### What you will do:
Turn the entries from the line with "Where can you find the groom's extended" up to and including the line with "<point>808,371</point>" into a numbered list. Skip any blank lines.

— begin Exercise inputs —

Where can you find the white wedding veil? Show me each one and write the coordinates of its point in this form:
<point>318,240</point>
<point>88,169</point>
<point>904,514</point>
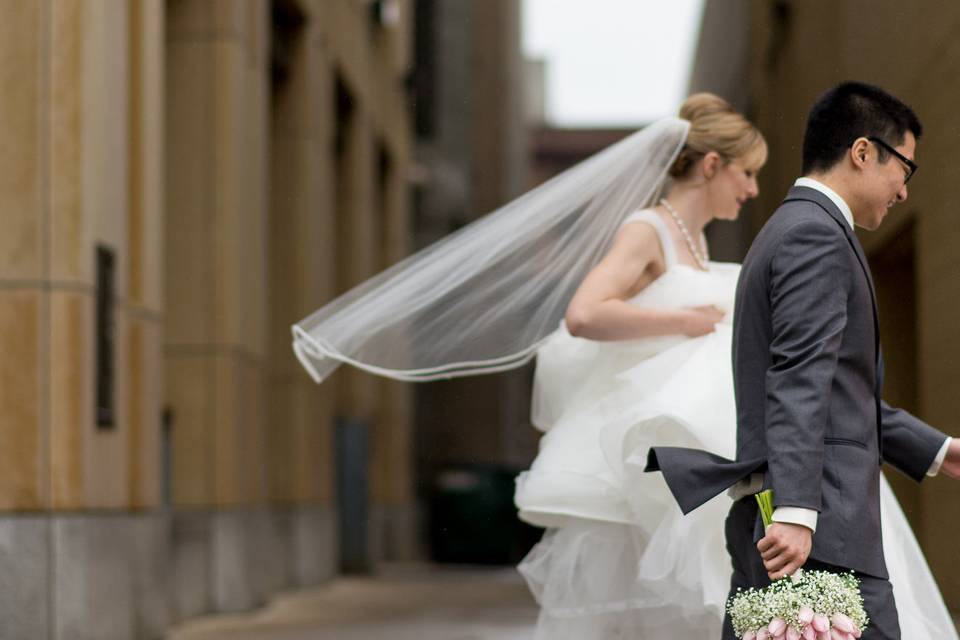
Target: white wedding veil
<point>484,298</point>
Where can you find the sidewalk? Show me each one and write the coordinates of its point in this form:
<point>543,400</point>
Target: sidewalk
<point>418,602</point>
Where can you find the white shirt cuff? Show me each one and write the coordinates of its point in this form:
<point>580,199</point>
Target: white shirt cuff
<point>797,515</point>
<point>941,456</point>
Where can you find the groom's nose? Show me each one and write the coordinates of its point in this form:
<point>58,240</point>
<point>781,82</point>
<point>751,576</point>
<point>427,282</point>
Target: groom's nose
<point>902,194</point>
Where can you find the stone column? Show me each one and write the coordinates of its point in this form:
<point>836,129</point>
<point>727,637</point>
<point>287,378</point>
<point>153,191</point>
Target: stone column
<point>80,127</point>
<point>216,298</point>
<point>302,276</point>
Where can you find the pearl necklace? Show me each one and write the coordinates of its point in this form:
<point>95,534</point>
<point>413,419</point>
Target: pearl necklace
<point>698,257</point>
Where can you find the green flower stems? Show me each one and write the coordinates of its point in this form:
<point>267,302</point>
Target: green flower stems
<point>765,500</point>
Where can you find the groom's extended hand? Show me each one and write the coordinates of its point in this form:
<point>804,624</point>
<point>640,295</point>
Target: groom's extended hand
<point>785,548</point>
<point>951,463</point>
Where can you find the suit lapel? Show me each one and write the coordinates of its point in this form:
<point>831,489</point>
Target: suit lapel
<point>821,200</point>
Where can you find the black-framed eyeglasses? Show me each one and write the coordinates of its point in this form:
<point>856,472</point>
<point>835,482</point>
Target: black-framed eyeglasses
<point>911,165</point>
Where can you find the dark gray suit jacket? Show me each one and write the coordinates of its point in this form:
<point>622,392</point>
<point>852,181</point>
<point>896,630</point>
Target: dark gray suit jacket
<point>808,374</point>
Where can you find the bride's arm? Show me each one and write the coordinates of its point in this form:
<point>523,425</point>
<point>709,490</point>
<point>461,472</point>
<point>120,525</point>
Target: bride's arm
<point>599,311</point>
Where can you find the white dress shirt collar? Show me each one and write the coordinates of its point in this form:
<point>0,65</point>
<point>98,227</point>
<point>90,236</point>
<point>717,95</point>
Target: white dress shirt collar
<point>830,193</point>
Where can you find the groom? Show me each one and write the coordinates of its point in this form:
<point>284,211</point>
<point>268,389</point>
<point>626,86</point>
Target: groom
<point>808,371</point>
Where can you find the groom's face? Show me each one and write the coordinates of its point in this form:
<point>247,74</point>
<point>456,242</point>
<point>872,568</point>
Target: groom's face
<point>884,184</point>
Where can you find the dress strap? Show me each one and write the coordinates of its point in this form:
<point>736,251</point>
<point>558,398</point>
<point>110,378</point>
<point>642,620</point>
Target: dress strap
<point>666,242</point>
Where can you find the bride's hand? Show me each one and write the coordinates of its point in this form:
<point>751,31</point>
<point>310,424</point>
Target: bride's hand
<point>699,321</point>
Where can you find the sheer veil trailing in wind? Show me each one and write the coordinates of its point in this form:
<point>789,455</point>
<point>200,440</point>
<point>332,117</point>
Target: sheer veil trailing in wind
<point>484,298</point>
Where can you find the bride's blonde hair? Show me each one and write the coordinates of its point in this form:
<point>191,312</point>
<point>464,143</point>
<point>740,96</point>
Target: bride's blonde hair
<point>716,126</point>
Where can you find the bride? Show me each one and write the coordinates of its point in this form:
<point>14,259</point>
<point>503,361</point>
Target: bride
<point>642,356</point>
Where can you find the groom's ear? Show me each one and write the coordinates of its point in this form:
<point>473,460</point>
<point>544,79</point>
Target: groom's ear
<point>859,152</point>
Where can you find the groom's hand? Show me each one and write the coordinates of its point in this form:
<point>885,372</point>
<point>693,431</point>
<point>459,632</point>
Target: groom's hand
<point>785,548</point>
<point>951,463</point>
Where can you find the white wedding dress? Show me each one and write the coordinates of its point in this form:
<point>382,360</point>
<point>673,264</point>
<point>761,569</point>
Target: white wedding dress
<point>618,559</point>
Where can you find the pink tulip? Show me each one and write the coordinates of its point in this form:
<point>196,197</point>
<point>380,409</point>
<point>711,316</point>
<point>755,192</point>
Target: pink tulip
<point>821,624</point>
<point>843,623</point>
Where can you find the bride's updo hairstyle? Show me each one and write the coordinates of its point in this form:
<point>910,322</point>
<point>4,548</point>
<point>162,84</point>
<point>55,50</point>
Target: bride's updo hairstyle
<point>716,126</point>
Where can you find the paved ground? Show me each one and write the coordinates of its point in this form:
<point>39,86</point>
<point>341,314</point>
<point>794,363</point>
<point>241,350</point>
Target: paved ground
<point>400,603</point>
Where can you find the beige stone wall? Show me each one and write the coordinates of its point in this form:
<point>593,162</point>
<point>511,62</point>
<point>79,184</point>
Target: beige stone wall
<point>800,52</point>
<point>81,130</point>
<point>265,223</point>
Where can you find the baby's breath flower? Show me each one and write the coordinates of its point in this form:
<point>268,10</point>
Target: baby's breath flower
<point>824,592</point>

— end Exercise inputs —

### Exercise output:
1. Where can you find the groom's extended hand? Show me each one and write the coordinates of its point in this form:
2. <point>804,624</point>
3. <point>640,295</point>
4. Target: groom's extended hand
5. <point>785,548</point>
6. <point>951,463</point>
7. Where can you find the suit lapel? Show me each one and write the coordinates of its point in this form:
8. <point>831,489</point>
9. Target: suit lapel
10. <point>821,200</point>
11. Where can you find the black-framed eyeglasses? Show me each one and write the coordinates of its point in this form:
12. <point>856,472</point>
13. <point>835,482</point>
14. Target: black-framed eyeglasses
15. <point>911,165</point>
16. Where can you find the dark gray suit jacket? Show me each one and write the coordinates of its point in this form:
17. <point>622,392</point>
18. <point>852,181</point>
19. <point>896,630</point>
20. Target: dark gray suit jacket
21. <point>808,374</point>
22. Where can you find the bride's arm? Show me each one and write the coordinates of its point in this form:
23. <point>523,425</point>
24. <point>709,490</point>
25. <point>461,472</point>
26. <point>120,525</point>
27. Target: bride's arm
28. <point>599,311</point>
29. Where can you find the white dress shirt collar? Show me each one and write the coordinates of its point in this form:
30. <point>0,65</point>
31. <point>98,227</point>
32. <point>90,236</point>
33. <point>717,95</point>
34. Target: white dress shirt collar
35. <point>830,193</point>
36. Where can you find the groom? Show me each one and write the coordinates of its point in this form:
37. <point>284,211</point>
38. <point>268,389</point>
39. <point>626,86</point>
40. Target: groom
41. <point>808,371</point>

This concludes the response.